* Instructions to follow *
Images excepted, the data below must be repeated exactly.

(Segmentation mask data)
%%
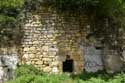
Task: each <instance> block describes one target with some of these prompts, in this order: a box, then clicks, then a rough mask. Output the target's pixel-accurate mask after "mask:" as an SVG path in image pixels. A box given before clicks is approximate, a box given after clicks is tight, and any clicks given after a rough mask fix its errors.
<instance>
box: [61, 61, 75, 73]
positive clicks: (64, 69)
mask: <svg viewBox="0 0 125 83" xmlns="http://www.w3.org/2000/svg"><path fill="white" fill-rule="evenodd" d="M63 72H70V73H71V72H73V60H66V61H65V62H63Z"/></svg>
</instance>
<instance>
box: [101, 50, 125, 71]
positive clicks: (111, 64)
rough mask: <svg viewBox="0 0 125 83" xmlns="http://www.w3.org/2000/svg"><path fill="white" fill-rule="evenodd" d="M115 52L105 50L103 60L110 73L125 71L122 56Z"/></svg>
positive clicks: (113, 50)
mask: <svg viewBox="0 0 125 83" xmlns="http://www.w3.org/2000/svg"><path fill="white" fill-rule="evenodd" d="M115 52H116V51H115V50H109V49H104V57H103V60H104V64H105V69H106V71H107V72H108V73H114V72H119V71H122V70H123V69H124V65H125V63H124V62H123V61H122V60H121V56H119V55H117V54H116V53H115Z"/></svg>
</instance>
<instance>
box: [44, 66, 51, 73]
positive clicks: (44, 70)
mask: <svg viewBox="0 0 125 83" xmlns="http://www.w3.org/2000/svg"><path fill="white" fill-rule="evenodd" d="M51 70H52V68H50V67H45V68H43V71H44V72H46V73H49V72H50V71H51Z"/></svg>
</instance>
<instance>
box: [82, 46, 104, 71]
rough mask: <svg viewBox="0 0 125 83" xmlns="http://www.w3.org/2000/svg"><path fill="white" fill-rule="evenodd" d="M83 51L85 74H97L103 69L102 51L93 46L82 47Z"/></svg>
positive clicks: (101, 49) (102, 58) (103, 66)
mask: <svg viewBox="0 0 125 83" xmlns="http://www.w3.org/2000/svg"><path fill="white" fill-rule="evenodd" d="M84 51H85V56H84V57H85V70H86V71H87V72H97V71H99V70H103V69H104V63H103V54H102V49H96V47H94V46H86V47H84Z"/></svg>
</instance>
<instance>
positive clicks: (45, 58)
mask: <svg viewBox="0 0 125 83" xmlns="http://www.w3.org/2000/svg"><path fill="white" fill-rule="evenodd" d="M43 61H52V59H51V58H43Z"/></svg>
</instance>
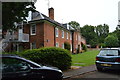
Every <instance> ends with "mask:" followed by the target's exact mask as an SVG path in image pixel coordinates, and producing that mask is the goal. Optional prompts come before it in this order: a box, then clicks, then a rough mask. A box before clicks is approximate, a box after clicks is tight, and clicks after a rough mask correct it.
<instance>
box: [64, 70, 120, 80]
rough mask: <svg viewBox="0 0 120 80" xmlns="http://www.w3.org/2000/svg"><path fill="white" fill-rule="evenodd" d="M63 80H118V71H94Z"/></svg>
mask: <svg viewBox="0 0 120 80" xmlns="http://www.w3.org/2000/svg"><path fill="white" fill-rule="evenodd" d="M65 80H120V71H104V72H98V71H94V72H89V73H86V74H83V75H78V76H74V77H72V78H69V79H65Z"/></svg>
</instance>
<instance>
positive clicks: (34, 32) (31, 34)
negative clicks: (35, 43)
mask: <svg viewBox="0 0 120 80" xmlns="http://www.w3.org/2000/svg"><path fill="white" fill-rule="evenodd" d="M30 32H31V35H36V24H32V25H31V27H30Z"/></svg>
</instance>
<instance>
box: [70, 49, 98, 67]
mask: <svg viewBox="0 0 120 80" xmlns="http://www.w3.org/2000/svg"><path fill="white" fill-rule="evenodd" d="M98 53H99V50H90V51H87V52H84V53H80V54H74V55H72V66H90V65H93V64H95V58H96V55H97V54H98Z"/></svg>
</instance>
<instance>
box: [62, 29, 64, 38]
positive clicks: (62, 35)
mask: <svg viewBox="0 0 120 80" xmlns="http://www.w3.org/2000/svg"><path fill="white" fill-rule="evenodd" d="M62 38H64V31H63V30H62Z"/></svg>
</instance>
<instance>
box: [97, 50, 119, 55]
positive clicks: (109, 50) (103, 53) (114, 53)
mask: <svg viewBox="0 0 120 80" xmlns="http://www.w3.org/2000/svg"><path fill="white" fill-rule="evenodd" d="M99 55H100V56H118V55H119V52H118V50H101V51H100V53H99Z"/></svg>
%%
* Answer to the problem *
Task: each <instance> block describes one target with some of these prompts, in this order: a box, then clicks, then a rough mask. Output the target's pixel-accurate mask after "mask:" as an SVG path in image pixels. A box given before clicks is approximate, a box given after clicks is tight, and any clicks given after a rough mask fix its errors.
<instance>
box: [61, 61, 75, 73]
positive clicks: (64, 69)
mask: <svg viewBox="0 0 125 83" xmlns="http://www.w3.org/2000/svg"><path fill="white" fill-rule="evenodd" d="M63 72H70V73H71V72H73V60H66V61H65V62H63Z"/></svg>
</instance>
<instance>
box: [101, 50, 125, 71]
positive clicks: (111, 64)
rough mask: <svg viewBox="0 0 125 83" xmlns="http://www.w3.org/2000/svg"><path fill="white" fill-rule="evenodd" d="M115 52L105 50L103 60L110 73L125 71L122 56Z"/></svg>
positive clicks: (113, 50)
mask: <svg viewBox="0 0 125 83" xmlns="http://www.w3.org/2000/svg"><path fill="white" fill-rule="evenodd" d="M115 52H116V51H115V50H109V49H104V57H103V60H104V64H105V69H106V71H107V72H108V73H114V72H119V71H122V70H123V69H124V65H125V63H124V62H123V61H122V60H121V56H119V55H117V54H116V53H115Z"/></svg>
</instance>
<instance>
box: [44, 66, 51, 73]
positive clicks: (44, 70)
mask: <svg viewBox="0 0 125 83" xmlns="http://www.w3.org/2000/svg"><path fill="white" fill-rule="evenodd" d="M51 70H52V68H50V67H45V68H43V71H44V72H46V73H49V72H50V71H51Z"/></svg>
</instance>
<instance>
box: [82, 46, 104, 71]
rough mask: <svg viewBox="0 0 125 83" xmlns="http://www.w3.org/2000/svg"><path fill="white" fill-rule="evenodd" d="M83 51L85 74H97L103 69L102 51L93 46L82 47Z"/></svg>
positive clicks: (101, 49) (102, 58) (103, 66)
mask: <svg viewBox="0 0 125 83" xmlns="http://www.w3.org/2000/svg"><path fill="white" fill-rule="evenodd" d="M84 51H85V56H84V57H85V70H86V71H87V72H97V71H99V70H103V69H104V63H103V54H102V49H96V47H94V46H86V47H84Z"/></svg>
</instance>
<instance>
positive clicks: (45, 58)
mask: <svg viewBox="0 0 125 83" xmlns="http://www.w3.org/2000/svg"><path fill="white" fill-rule="evenodd" d="M43 61H52V59H51V58H43Z"/></svg>
</instance>
Every <instance> ends with "mask:" followed by the target's exact mask as an SVG path in image pixel coordinates, and producing that mask is the goal. Optional prompts come before it in this order: a box, then clicks, then a rough mask. A box before clicks is approximate, a box after clicks is tight, and clicks after a rough mask correct it.
<instance>
box: [64, 70, 120, 80]
rough mask: <svg viewBox="0 0 120 80" xmlns="http://www.w3.org/2000/svg"><path fill="white" fill-rule="evenodd" d="M63 80H118V71H94Z"/></svg>
mask: <svg viewBox="0 0 120 80" xmlns="http://www.w3.org/2000/svg"><path fill="white" fill-rule="evenodd" d="M65 80H120V71H104V72H98V71H94V72H89V73H86V74H83V75H78V76H74V77H72V78H69V79H65Z"/></svg>
</instance>
<instance>
positive clicks: (34, 32) (31, 34)
negative clicks: (35, 43)
mask: <svg viewBox="0 0 120 80" xmlns="http://www.w3.org/2000/svg"><path fill="white" fill-rule="evenodd" d="M30 32H31V35H36V24H32V25H31V27H30Z"/></svg>
</instance>
<instance>
box: [70, 49, 98, 67]
mask: <svg viewBox="0 0 120 80" xmlns="http://www.w3.org/2000/svg"><path fill="white" fill-rule="evenodd" d="M98 53H99V50H90V51H87V52H84V53H80V54H74V55H72V66H90V65H93V64H95V58H96V55H97V54H98Z"/></svg>
</instance>
<instance>
box: [62, 29, 64, 38]
positive clicks: (62, 35)
mask: <svg viewBox="0 0 120 80" xmlns="http://www.w3.org/2000/svg"><path fill="white" fill-rule="evenodd" d="M62 38H64V31H63V30H62Z"/></svg>
</instance>
<instance>
box: [97, 50, 119, 55]
positive clicks: (109, 50) (103, 53) (114, 53)
mask: <svg viewBox="0 0 120 80" xmlns="http://www.w3.org/2000/svg"><path fill="white" fill-rule="evenodd" d="M99 55H100V56H118V55H119V52H118V50H101V51H100V53H99Z"/></svg>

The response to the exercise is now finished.